>>>>>

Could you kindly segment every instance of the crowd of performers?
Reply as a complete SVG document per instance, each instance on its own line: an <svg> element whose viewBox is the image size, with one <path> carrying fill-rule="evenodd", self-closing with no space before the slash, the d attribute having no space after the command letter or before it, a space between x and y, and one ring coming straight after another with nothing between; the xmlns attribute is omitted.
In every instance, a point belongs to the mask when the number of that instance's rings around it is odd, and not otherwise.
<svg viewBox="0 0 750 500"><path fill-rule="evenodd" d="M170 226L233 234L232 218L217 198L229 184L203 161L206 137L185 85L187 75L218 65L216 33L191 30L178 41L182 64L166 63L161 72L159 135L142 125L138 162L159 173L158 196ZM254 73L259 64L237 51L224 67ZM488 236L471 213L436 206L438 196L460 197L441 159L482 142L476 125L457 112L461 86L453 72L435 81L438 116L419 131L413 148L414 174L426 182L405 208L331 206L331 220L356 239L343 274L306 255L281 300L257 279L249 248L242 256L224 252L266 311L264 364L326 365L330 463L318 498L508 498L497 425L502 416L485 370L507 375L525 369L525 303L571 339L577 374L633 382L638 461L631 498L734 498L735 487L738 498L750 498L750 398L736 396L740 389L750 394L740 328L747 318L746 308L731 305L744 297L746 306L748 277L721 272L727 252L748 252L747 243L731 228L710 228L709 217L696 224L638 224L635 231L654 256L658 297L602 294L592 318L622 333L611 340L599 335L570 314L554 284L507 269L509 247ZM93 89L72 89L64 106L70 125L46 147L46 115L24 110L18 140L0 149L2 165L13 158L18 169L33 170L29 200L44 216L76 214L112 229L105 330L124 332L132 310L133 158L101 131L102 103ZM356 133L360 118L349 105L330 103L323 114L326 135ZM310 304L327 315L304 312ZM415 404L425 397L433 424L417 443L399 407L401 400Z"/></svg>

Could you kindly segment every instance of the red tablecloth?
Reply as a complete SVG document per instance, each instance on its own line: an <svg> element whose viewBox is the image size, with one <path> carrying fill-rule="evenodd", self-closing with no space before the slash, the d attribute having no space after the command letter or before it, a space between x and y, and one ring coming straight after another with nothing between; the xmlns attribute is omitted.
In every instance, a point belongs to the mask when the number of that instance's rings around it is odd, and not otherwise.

<<<<<
>>>>>

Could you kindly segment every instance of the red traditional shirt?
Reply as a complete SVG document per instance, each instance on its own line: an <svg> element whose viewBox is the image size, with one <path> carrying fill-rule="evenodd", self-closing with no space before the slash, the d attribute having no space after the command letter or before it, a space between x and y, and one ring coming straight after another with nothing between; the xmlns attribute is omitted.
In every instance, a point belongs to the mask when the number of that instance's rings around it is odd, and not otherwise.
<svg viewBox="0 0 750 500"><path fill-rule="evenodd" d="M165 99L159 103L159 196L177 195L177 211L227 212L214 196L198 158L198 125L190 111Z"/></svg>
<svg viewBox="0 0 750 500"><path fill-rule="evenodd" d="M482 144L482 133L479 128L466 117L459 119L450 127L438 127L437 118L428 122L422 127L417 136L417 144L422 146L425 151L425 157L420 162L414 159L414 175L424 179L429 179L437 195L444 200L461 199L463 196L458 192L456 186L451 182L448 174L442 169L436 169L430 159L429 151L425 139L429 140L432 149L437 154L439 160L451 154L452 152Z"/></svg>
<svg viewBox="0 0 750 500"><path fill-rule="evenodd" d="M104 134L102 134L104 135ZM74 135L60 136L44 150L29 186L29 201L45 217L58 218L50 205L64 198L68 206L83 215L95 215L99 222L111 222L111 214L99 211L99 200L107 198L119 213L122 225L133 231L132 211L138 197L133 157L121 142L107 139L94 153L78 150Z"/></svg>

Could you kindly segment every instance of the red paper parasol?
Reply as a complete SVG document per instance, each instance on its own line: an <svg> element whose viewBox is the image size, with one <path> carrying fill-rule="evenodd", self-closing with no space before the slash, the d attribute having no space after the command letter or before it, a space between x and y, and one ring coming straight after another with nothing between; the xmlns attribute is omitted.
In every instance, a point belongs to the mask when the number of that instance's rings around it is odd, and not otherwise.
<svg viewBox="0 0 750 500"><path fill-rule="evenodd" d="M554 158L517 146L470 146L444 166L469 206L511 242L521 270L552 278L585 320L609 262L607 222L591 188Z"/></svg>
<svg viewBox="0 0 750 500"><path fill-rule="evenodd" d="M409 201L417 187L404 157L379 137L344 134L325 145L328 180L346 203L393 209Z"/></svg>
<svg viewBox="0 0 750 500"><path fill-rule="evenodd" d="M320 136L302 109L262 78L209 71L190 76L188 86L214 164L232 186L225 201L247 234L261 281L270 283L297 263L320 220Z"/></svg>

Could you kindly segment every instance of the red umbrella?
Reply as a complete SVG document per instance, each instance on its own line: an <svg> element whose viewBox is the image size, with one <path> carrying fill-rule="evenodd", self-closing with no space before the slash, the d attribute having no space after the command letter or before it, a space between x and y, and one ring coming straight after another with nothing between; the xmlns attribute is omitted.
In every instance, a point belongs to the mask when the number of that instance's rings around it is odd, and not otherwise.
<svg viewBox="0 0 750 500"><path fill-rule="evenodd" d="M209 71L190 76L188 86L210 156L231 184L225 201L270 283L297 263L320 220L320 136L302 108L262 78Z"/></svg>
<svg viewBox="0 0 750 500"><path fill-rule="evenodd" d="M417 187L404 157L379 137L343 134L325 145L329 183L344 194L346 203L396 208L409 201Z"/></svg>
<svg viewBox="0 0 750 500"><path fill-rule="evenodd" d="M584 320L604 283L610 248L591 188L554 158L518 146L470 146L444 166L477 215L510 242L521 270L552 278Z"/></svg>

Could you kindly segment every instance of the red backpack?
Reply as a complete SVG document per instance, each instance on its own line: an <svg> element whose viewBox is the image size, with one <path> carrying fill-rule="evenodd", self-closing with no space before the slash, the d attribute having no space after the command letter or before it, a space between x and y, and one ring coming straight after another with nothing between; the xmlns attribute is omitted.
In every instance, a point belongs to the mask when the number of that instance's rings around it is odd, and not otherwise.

<<<<<

What is needed:
Extract the material from the line with "Could you kindly segment every instance of the red paper" to the line with "320L604 283L610 248L591", both included, and reproduce those lines unchanged.

Finished answer:
Could you kindly segment every instance of the red paper parasol?
Reply as a complete SVG document per instance, each instance on its own line: an <svg> element whose viewBox is the image size, with one <path> carrying fill-rule="evenodd", self-closing with no space before the slash, the d attribute having no space after the command letter or before it, a space between x and y, and one ring coming straight after another with nothing between; the xmlns attribute is omitted.
In every instance, a point belongs to the mask when the number of that instance's rings around it is odd, and not otherwise.
<svg viewBox="0 0 750 500"><path fill-rule="evenodd" d="M554 158L517 146L470 146L444 166L469 206L511 242L521 270L552 278L585 320L609 262L607 222L591 188Z"/></svg>
<svg viewBox="0 0 750 500"><path fill-rule="evenodd" d="M409 201L417 187L404 157L379 137L344 134L325 145L328 180L346 203L393 209Z"/></svg>
<svg viewBox="0 0 750 500"><path fill-rule="evenodd" d="M320 136L302 109L262 78L209 71L190 76L188 86L214 164L232 186L225 201L247 234L261 281L270 283L297 263L320 220Z"/></svg>

Could you kindly segment every instance of the red umbrella?
Reply as a complete SVG document per instance, each instance on its own line: an <svg> element whose viewBox is the image size, with one <path> carrying fill-rule="evenodd", self-closing with no space before the slash, the d attribute having no space after the command letter or before it, a space between x and y, and one ring coming straight after another with nothing between; the xmlns attribute is omitted.
In every instance, a point belongs to the mask when the number of that instance's rings around it is odd, and not otherwise.
<svg viewBox="0 0 750 500"><path fill-rule="evenodd" d="M209 71L190 76L188 86L210 156L231 184L225 201L270 283L297 263L320 220L320 136L302 108L262 78Z"/></svg>
<svg viewBox="0 0 750 500"><path fill-rule="evenodd" d="M417 187L404 157L379 137L343 134L325 145L329 183L344 194L346 203L396 208L409 201Z"/></svg>
<svg viewBox="0 0 750 500"><path fill-rule="evenodd" d="M584 320L604 283L610 248L591 188L554 158L518 146L470 146L444 166L477 215L510 242L521 270L552 278Z"/></svg>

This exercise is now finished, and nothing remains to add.